Keep a separate anomaly log with three fields: expected, actual, and which schema predicted wrong
Create a dedicated anomaly log separate from regular notes where each entry records what you expected, what happened, and which schema generated the expectation.
Why This Is a Rule
Anomalies mixed into regular notes become invisible — they're scattered across journal entries, meeting notes, and project documents with no way to analyze them as a set. A dedicated anomaly log concentrates prediction errors in one place, enabling the cross-entry pattern detection (Analyze validation records as a set — recurring failure patterns reveal systematic blind spots) that produces the highest-leverage insights.
The three required fields make each entry diagnostic: Expected (what your schema predicted — forces you to articulate the prediction rather than vaguely noting surprise), Actual (what happened — the reality that contradicted the prediction), and Schema (which model generated the expectation — traces the failure to a specific belief rather than leaving it free-floating).
The schema field is the most important and most commonly omitted. Without it, the anomaly log is a list of surprises with no traceability to the belief that was wrong. With it, you can count anomalies per schema — and the schemas accumulating the most anomalies are the ones most in need of review.
When This Fires
- Setting up an epistemic practice for tracking prediction accuracy
- When anomalies are currently scattered across various notes and journals
- After establishing schemas that generate regular predictions
- Complements Accumulate anomalies on a running list — trigger schema review at the count threshold, not at each one (anomaly accumulation with threshold) by providing the logging structure
Common Failure Mode
Logging anomalies without the schema field: "Expected the meeting to go well, it didn't." Which schema predicted "meeting goes well"? Was it your model of this particular client? Your model of meeting structure? Your model of the topic's difficulty? Without tracing to a schema, the anomaly improves nothing specific.
The Protocol
Create a dedicated anomaly log (separate document, note, or database): (1) For each anomaly, record three fields: Expected: "Schema [X] predicted [specific prediction]." Actual: "What actually happened was [specific outcome]." Schema: "The failing schema is [name or statement of the specific model that generated the prediction]." (2) Review the log periodically (monthly) to detect per-schema accumulation (Accumulate anomalies on a running list — trigger schema review at the count threshold, not at each one) and cross-schema patterns (Analyze validation records as a set — recurring failure patterns reveal systematic blind spots). The log's value compounds over time as the entry count grows.

Excerpted records:
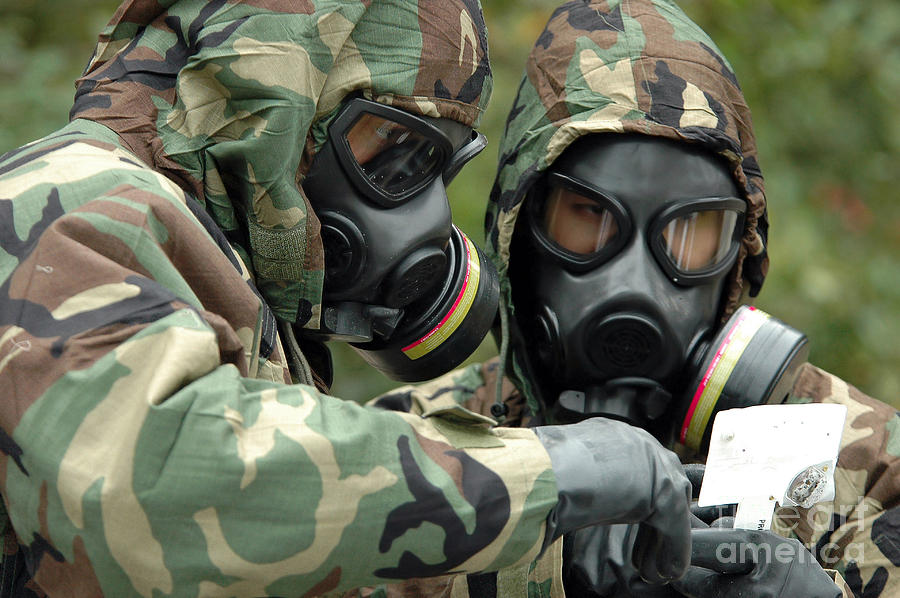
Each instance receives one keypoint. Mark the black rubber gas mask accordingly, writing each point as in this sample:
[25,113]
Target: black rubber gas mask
[627,241]
[403,285]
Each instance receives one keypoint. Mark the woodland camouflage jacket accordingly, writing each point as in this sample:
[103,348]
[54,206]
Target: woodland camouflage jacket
[152,443]
[643,66]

Work task A: According to the anomaly-log guidance above, which of the three fields is the most important and most commonly omitted?
Work task B: From the anomaly-log guidance above, return the passage starting at "The Protocol" and ending at "entry count grows.", copied word for word.
Work task C: State whether each statement agrees with the anomaly-log guidance above, answering yes or no and quoting the deciding words of the guidance: (i) The protocol calls for reviewing the log weekly. (ii) Anomalies mixed into regular notes become invisible. (iii) The Actual field records what the schema predicted.

Problem solution A: The schema field.

Problem solution B:
The Protocol
Create a dedicated anomaly log (separate document, note, or database): (1) For each anomaly, record three fields: Expected: "Schema [X] predicted [specific prediction]." Actual: "What actually happened was [specific outcome]." Schema: "The failing schema is [name or statement of the specific model that generated the prediction]." (2) Review the log periodically (monthly) to detect per-schema accumulation (Accumulate anomalies on a running list — trigger schema review at the count threshold, not at each one) and cross-schema patterns (Analyze validation records as a set — recurring failure patterns reveal systematic blind spots). The log's value compounds over time as the entry count grows.

Problem solution C:
(i) No: "Review the log periodically (monthly)"
(ii) Yes: "Anomalies mixed into regular notes become invisible"
(iii) No: "Actual (what happened — the reality that contradicted the prediction)"